Could you update the data from the line containing "drop a point: the cabinet door" through the end, giving only those lines again with "instance" replaced by "occurrence" and nothing else changed?

▶ [Records for the exercise]
....
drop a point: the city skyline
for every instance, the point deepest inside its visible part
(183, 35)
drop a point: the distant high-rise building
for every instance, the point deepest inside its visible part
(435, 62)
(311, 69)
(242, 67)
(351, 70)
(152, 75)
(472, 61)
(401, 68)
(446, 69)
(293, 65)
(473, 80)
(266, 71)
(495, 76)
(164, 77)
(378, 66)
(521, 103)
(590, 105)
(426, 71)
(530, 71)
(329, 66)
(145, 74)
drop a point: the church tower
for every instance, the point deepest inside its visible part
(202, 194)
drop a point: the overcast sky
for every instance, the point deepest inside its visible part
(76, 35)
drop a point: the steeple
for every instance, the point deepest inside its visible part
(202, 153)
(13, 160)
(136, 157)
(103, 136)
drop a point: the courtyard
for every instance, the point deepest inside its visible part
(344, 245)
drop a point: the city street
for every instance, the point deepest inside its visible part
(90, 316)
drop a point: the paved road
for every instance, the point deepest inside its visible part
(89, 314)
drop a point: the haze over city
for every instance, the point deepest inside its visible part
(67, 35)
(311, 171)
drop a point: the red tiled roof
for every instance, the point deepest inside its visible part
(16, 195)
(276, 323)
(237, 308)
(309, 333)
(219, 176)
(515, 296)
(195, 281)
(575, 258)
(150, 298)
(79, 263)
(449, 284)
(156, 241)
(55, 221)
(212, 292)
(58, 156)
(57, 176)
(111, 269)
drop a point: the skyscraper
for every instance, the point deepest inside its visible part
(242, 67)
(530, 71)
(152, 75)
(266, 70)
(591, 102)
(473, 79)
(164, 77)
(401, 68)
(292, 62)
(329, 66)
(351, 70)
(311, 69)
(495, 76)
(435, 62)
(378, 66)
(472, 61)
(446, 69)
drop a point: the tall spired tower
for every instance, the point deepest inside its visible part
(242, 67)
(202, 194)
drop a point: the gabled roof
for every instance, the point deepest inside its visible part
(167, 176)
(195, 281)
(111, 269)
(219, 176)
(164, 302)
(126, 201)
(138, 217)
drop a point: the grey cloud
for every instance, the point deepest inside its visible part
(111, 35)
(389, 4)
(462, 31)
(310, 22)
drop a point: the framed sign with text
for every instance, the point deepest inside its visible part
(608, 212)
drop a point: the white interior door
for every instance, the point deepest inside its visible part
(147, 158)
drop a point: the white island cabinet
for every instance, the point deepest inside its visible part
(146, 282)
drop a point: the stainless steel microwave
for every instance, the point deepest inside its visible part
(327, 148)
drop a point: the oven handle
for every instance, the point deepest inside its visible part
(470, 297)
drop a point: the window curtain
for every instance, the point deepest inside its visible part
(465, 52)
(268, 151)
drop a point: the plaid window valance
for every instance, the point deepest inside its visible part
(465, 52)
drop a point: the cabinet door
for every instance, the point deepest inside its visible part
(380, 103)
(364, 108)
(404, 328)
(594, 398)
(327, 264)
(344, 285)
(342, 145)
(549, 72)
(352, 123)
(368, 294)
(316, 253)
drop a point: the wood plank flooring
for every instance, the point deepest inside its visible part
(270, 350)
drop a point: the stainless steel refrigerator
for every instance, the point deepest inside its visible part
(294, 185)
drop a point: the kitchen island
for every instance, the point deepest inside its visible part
....
▶ [Output]
drop a point: the cabinet door
for every occurrence, the point deepest inside its visible part
(380, 103)
(364, 108)
(404, 328)
(594, 398)
(327, 264)
(344, 285)
(342, 145)
(549, 72)
(352, 123)
(368, 294)
(316, 253)
drop a point: the wood plank flooring
for every occurrence, the point deepest inside its visible part
(270, 350)
drop a point: the stainless steel refrigerator
for every occurrence, the point deepest inside its visible part
(294, 185)
drop a point: the kitchen island
for every occurrence, the point deepest inside its visible part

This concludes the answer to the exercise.